Do you know if
Fast.ai can handle multi-label text data, as we did using CSV’s with ‘Planet: Understanding the Amazon from Space’ Kaggle competition.
In other words, what I have is multiple chat sessions with labels indicating the topics that were discussed there. I would like to arrange them in such way that
Fast.ai can ‘from_XXX’ get my data and attempt classification.
Let me know if anything is unclear.
I’m unsure why this hasn’t gotten any responses. I’d imagine someone used fast.ai to find a solution for the toxic comment Kaggle competition, so I’m going to look there now.
If all the labels are processed in the same way (e.g. if they are all labels of 1s and 0s) then you only need to create a single field.
I think it would be easier overall to just write the dataframes to disk as csv files and read them using the TabularDataset.
Do you happen to be working on the toxic comment classification competition for Kaggle? I’ve written a tutorial on using torchtext for text classification
here that uses the exact same dataset. I hope it can help!
Looks like this person did it.
Hello! I have the same question for multi-label text classification but I would like to apply
I replace in section
Classifier tokens from Lesson 10 the number of classes:
# tok_trn, trn_labels = get_all(df_trn, 1)
tok_val, val_labels = get_all(df_val, 166)
and in the section
c = int(trn_labels.shape)
I get an error:
RuntimeError: multi-target not supported at /opt/conda/conda-bld/pytorch_1512387374934/work/torch/lib/THCUNN/generic/ClassNLLCriterion.cu:16
Then I tried to replace the loss function by adding:
learn.crit = F.binary_cross_entropy_with_logits
and I get another error:
RuntimeError: Expected object of type Variable[torch.cuda.FloatTensor] but found type Variable[torch.cuda.LongTensor] for argument #1 'other'
did you solve your problem? I am also having that problem now.

◆ Provided material:
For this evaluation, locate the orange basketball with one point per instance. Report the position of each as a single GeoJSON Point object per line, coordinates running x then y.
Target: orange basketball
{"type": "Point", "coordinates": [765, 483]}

◆ Task list:
- A) Decide whether each statement below agrees with the forum thread on multi-label text classification in fast.ai, answering yes or no and quoting the words of the thread that decide it. (i) The first poster's data consists of chat sessions labeled with the topics discussed in them. (ii) One reply says that when all the labels are 1s and 0s, a separate field is needed for each label. (iii) Setting the loss function to binary_cross_entropy_with_logits made the training run without errors.
- B) Write the next part of the forum thread on multi-label text classification in fast.ai, picking up after its final post.

◆ Expected responses:
- A)
(i) Yes: "what I have is multiple chat sessions with labels indicating the topics that were discussed there"
(ii) No: "then you only need to create a single field"
(iii) No: "and I get another error"

- B)
no, I switched to other task
@Haotian - two more changes fix the errors:
convert the labels to floats to remove the last error:
trn_labels = np.squeeze(np.load(CLAS_PATH/‘tmp’/‘trn_labels.npy’)).astype(float)
val_labels = np.squeeze(np.load(CLAS_PATH/‘tmp’/‘val_labels.npy’)).astype(float)
change the accuracy metric from
accuracy_thresh to account for the different format of the labels:
learn.metrics = [accuracy_thresh(0.5)]
For further improvement the model created with
get_rnn_classifier can be adjusted or the loss function
I wonder if any of you successfully managed multi-label text classification with transfer learning on Fastai v1.
I am currently working on that, and I believe I am close to making it work now. I will be posting updates in
this other thread, in case you are still interested.
Yes, I am using multi-label text classification with transfer learning on Fastai v1
Is there any example notebook you could post?
I could prepare a representative notebook but now I am on holidays without access to my code. If it is not too late, I could post next week.
Thanks so much. This is very helpful.